[Try it] Report every line in the listing below where the string "siding" shows up.

[Task data]
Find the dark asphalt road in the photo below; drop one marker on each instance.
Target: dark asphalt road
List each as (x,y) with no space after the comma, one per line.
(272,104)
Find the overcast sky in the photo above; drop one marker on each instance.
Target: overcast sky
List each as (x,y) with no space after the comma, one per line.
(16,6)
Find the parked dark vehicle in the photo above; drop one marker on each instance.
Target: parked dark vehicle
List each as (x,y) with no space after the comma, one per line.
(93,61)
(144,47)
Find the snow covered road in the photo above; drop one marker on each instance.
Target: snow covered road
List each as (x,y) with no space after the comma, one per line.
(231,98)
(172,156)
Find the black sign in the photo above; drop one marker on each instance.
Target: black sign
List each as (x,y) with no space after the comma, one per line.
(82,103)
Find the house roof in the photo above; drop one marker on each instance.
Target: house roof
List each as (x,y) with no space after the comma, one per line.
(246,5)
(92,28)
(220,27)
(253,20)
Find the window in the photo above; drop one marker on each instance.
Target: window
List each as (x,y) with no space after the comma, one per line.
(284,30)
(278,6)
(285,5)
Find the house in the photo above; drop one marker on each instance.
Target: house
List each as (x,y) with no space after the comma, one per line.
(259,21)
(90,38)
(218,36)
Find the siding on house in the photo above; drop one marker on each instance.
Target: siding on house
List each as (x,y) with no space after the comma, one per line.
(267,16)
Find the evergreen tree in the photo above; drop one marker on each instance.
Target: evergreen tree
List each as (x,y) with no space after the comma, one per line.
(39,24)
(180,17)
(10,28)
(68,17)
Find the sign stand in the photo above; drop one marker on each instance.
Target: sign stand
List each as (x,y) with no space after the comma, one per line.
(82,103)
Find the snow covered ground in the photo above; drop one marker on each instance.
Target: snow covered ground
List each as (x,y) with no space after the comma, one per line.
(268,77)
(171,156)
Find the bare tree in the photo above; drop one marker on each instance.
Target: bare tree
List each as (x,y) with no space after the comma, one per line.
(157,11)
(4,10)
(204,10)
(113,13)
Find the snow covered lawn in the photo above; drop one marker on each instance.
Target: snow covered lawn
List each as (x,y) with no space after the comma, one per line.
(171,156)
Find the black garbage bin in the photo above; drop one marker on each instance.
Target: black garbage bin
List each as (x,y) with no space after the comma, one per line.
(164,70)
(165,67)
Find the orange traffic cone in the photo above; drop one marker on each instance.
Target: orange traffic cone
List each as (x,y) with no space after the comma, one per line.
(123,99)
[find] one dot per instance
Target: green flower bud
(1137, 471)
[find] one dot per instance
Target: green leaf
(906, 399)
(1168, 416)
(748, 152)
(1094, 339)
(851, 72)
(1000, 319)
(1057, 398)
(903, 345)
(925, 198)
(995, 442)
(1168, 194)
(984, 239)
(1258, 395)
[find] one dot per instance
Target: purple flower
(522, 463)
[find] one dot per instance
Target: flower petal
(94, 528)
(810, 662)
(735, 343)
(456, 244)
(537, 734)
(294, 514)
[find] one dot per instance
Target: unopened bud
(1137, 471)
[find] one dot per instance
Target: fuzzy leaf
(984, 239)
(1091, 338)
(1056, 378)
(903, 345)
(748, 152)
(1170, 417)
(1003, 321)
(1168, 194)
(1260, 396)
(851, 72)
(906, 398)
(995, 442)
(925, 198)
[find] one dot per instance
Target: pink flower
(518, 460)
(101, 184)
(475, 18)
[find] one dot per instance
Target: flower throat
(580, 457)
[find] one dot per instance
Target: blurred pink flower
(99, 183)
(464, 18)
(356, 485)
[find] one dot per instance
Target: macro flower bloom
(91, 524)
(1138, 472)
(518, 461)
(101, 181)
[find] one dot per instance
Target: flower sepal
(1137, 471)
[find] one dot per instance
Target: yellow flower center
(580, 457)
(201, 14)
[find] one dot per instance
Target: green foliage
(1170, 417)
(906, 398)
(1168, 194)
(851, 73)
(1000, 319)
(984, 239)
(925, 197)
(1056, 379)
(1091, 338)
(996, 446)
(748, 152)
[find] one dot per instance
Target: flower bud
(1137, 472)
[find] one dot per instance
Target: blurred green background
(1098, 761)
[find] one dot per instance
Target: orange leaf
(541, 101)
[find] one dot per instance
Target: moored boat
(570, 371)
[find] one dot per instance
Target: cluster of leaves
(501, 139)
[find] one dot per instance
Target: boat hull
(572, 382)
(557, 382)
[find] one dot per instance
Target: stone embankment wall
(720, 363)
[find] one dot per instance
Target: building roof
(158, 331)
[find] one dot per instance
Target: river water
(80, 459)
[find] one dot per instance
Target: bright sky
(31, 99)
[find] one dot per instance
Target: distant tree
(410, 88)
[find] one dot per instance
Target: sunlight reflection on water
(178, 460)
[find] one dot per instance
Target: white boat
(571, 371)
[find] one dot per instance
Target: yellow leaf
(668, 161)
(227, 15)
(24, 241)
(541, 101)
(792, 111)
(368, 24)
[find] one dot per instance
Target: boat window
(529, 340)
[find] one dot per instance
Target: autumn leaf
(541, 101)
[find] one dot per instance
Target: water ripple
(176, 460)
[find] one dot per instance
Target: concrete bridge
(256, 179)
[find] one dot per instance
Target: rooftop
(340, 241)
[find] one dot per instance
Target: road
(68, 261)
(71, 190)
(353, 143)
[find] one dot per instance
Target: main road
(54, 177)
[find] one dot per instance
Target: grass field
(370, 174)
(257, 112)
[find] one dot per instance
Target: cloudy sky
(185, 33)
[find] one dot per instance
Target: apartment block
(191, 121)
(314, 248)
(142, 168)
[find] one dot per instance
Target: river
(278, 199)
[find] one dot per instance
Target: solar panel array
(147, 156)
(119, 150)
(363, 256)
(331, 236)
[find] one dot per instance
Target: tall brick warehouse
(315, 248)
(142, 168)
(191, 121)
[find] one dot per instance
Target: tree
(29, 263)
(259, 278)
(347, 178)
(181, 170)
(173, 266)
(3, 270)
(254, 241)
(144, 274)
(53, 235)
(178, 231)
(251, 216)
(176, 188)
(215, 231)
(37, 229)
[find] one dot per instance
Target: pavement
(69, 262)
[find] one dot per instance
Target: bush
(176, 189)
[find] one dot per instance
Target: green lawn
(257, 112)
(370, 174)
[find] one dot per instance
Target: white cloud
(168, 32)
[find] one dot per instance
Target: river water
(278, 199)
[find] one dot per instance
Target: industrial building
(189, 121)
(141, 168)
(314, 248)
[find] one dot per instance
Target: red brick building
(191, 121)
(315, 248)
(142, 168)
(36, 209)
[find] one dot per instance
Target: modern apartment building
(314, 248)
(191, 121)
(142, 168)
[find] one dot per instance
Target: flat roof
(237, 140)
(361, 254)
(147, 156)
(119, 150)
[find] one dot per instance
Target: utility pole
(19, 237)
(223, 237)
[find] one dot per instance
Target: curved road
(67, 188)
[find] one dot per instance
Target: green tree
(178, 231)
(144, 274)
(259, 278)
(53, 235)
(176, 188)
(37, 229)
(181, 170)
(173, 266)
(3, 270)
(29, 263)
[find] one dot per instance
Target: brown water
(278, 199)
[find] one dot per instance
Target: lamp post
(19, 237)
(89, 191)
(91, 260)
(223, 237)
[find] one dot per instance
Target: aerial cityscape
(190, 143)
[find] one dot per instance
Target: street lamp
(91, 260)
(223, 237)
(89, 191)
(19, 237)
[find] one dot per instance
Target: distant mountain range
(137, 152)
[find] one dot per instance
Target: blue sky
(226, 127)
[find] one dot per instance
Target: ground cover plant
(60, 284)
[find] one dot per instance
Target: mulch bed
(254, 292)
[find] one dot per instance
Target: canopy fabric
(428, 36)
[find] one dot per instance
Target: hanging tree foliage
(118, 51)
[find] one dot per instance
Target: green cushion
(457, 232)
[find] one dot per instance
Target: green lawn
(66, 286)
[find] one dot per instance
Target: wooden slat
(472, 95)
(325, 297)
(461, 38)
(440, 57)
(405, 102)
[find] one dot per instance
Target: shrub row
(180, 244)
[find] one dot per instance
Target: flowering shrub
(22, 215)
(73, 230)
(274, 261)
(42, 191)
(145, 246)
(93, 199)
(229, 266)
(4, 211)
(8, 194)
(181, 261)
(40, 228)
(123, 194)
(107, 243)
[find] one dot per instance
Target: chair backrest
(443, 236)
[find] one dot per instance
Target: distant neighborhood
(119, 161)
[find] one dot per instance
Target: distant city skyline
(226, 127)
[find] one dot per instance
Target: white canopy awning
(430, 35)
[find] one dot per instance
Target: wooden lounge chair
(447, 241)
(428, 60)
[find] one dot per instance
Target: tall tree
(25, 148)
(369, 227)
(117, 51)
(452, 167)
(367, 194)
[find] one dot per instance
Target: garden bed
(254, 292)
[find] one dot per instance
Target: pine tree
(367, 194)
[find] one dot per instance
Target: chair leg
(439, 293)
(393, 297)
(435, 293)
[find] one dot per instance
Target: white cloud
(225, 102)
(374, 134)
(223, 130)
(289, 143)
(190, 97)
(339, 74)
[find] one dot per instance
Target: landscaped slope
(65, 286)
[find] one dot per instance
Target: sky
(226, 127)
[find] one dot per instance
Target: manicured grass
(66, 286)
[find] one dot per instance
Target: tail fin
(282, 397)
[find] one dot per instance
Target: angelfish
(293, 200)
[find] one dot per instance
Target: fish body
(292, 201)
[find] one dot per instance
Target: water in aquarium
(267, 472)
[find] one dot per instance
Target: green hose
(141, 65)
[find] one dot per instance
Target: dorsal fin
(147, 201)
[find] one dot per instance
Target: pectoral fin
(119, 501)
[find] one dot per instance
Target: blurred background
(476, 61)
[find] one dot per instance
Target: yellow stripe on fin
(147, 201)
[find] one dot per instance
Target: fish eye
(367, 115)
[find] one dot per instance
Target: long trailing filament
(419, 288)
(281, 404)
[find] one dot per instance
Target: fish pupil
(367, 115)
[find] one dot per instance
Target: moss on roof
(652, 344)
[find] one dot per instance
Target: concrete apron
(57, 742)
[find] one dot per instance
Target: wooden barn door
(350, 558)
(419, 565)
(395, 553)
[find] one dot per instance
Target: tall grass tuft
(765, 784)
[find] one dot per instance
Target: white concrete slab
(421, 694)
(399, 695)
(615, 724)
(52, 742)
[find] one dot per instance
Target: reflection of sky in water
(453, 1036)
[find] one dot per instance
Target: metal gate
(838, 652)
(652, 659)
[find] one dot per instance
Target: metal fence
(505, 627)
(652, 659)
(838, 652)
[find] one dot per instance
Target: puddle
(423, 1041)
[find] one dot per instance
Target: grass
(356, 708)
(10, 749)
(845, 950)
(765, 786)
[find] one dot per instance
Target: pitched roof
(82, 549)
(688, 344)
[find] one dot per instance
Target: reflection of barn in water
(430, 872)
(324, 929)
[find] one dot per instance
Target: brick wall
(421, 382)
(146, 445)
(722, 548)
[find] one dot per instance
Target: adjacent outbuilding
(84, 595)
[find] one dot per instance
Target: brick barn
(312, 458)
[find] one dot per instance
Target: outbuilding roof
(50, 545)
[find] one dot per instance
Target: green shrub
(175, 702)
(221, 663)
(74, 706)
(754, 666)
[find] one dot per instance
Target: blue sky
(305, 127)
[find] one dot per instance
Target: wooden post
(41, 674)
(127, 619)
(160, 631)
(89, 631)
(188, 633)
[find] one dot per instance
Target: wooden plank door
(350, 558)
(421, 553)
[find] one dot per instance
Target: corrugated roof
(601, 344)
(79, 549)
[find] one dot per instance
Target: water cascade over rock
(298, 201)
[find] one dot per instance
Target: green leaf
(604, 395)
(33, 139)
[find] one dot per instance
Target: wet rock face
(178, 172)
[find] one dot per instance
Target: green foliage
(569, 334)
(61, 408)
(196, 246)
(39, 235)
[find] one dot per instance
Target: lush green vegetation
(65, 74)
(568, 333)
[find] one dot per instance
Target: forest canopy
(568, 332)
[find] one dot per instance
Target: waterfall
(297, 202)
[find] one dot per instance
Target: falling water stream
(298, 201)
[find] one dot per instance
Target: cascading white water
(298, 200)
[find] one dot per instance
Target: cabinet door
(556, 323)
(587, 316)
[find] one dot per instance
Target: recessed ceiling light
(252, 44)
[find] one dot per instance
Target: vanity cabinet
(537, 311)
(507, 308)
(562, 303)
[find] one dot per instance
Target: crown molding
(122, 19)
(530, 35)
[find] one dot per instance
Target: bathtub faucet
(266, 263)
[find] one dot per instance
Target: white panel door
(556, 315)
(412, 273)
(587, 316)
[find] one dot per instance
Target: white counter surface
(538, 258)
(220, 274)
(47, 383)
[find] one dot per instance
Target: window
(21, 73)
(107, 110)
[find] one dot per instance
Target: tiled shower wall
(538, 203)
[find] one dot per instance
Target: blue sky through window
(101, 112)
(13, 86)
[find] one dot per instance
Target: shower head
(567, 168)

[Written reply]
Find the siding on house in the photo above; drop one marker on each instance.
Target: siding on house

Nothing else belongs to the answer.